(Items from a data source)
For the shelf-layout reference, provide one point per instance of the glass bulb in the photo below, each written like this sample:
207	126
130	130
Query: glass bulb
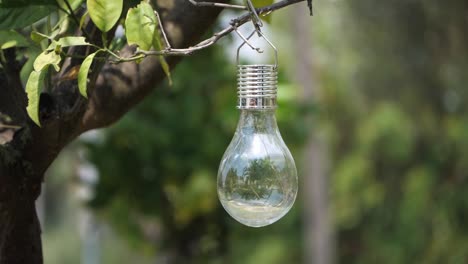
257	178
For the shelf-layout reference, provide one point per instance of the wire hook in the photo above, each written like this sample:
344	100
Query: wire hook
257	22
246	41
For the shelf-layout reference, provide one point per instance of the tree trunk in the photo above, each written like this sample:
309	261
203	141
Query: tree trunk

* What needs to be done *
Extract exactly the lines between the line containing "of the wire" and the end of the data, including both.

* Exercise response *
For the shelf-layout reference, provide one point per instance of the wire hook in the photo above, each written like this sample:
344	100
Query: wire hook
257	22
246	41
For the shelf-layout reference, provide one point per instance of the tree trunk in the photo above, each written like this sample:
309	261
203	141
Query: tree trunk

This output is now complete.